- Spur 527 highlighted in red

Route information
- Maintained by TxDOT
- Length: 0.863 mi (1,389 m)
- Existed: 1976–present

Major junctions
- South end: I-69 / US 59
- North end: Elgin Street at Bagby Street and Brazos Street

Location
- Country: United States
- State: Texas

Highway system
- Highways in Texas; Interstate; US; State Former; ; Toll; Loops; Spurs; FM/RM; Park; Rec;
| ← Spur 515 |  | → Spur 529 |

= Texas State Highway Spur 527 =

State highway in Texas

Spur 527 is a 0.863 mi spur route in Midtown Houston in the U.S. state of Texas. The roadway is a freeway spur that feeds traffic from the Southwest Freeway (Interstate 69/U.S. Highway 59) into Downtown Houston. The route is mostly unsigned, except for a sign posted on the southbound side, right after an intersection with Smith Street.

== History ==
On July 30, 1976, Spur 527 was designated as a spur of US 59 in Houston. The freeway was the original routing of US 59 into downtown before being rerouted further east. The freeway was built in the early 1960s as the overpasses at Richmond Avenue and Alabama Street had been completed by 1961.

## What needs to be done
Extract the passage of the Spur 527 text between "Spur 527 is" and "completed by 1961.", inclusive, copying it exactly.

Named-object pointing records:
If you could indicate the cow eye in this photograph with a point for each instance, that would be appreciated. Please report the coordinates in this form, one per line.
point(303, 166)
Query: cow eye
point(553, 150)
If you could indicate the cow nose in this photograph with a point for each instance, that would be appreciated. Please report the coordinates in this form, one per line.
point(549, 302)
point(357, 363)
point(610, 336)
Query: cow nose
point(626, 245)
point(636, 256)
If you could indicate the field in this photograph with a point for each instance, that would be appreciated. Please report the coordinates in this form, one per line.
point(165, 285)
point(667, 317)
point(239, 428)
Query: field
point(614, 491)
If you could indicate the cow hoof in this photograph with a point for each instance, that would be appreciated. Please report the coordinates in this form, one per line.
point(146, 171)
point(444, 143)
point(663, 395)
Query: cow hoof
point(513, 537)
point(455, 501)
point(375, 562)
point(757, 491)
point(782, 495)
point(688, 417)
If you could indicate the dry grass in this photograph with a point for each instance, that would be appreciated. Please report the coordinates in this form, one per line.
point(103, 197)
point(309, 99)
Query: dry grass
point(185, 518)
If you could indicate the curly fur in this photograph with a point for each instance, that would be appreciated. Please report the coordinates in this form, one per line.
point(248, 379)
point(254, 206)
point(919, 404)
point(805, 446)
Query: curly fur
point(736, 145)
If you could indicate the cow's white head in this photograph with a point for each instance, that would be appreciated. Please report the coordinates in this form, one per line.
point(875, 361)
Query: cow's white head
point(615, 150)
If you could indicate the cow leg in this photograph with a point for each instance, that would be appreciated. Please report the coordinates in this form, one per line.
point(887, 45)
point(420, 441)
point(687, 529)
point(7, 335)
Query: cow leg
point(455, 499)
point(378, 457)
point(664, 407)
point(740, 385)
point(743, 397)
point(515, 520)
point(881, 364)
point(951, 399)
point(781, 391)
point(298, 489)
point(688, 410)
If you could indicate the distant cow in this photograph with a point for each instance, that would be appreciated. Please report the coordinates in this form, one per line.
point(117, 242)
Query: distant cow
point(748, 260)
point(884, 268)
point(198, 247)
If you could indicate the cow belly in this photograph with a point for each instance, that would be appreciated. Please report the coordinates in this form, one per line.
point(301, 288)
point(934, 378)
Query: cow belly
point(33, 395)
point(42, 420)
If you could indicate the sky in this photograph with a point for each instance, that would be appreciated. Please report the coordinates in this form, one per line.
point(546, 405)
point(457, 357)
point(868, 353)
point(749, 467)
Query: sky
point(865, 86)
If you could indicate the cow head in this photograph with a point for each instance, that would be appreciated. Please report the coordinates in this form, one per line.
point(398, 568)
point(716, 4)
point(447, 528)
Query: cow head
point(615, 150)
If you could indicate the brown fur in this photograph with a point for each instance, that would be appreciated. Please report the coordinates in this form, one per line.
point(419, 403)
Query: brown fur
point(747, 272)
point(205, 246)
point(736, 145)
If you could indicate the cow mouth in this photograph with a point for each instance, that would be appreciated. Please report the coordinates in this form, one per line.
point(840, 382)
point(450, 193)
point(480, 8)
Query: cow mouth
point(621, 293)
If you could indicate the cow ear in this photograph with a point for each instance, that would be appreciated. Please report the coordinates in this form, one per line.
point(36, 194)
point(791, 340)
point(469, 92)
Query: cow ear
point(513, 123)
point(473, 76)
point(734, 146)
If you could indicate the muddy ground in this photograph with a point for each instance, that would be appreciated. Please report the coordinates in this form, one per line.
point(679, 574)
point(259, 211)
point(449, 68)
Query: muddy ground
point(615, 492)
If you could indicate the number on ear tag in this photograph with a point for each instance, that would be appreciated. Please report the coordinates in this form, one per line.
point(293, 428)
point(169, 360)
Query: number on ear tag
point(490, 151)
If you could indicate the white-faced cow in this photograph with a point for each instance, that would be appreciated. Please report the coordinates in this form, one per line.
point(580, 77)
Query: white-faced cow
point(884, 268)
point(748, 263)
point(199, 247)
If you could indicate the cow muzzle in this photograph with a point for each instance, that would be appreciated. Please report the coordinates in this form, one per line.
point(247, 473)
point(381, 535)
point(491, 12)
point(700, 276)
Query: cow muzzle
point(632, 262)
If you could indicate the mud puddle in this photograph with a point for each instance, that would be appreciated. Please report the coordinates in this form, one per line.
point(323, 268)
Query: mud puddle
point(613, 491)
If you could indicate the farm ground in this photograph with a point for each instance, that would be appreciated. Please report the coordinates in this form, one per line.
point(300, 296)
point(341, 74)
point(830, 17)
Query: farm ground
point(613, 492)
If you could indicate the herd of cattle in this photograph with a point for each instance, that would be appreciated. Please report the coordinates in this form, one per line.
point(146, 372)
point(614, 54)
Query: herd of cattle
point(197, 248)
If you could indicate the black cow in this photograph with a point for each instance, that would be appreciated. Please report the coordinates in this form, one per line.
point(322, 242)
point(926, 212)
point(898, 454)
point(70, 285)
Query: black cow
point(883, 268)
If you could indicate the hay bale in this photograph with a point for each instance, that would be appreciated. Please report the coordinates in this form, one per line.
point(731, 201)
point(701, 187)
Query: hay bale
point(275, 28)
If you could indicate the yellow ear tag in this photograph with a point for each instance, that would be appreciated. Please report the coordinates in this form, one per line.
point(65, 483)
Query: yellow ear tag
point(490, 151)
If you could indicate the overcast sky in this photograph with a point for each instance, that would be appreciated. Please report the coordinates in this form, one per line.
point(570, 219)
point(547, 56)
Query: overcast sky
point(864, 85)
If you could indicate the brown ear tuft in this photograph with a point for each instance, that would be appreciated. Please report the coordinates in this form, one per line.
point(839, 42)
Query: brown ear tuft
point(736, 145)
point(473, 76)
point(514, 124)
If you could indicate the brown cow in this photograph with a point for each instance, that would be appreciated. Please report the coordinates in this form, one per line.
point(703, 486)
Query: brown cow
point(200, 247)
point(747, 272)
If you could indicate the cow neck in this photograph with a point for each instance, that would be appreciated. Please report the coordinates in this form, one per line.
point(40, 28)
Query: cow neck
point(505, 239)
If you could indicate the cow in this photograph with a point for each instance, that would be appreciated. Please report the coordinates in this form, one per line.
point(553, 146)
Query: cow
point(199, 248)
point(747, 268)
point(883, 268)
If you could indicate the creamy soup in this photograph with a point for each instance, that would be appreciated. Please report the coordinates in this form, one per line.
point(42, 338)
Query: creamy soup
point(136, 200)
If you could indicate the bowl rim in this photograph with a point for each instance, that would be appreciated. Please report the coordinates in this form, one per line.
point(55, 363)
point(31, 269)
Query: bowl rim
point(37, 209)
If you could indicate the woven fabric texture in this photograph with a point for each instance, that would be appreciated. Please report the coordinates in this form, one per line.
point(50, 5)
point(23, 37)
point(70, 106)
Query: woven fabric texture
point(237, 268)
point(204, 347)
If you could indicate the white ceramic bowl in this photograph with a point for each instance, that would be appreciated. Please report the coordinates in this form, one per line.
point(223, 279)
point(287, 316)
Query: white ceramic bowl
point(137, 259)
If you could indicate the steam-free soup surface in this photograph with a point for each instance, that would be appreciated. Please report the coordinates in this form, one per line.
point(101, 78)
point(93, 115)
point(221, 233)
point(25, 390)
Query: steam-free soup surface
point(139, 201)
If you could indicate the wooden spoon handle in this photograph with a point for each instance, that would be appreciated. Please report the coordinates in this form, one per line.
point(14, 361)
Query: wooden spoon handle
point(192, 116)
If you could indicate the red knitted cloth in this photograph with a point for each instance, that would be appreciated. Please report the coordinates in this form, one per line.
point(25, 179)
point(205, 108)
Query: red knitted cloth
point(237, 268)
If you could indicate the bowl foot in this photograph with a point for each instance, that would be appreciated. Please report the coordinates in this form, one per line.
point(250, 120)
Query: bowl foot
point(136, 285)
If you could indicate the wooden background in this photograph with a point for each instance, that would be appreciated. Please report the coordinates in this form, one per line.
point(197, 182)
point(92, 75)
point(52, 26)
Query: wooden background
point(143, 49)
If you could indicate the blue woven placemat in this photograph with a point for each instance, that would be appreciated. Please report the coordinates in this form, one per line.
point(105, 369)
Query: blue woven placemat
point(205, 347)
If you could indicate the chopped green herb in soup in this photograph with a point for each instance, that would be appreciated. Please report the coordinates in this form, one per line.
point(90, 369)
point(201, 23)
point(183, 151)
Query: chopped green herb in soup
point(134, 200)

## Task output
Spur 527 is a 0.863 mi spur route in Midtown Houston in the U.S. state of Texas. The roadway is a freeway spur that feeds traffic from the Southwest Freeway (Interstate 69/U.S. Highway 59) into Downtown Houston. The route is mostly unsigned, except for a sign posted on the southbound side, right after an intersection with Smith Street.

== History ==
On July 30, 1976, Spur 527 was designated as a spur of US 59 in Houston. The freeway was the original routing of US 59 into downtown before being rerouted further east. The freeway was built in the early 1960s as the overpasses at Richmond Avenue and Alabama Street had been completed by 1961.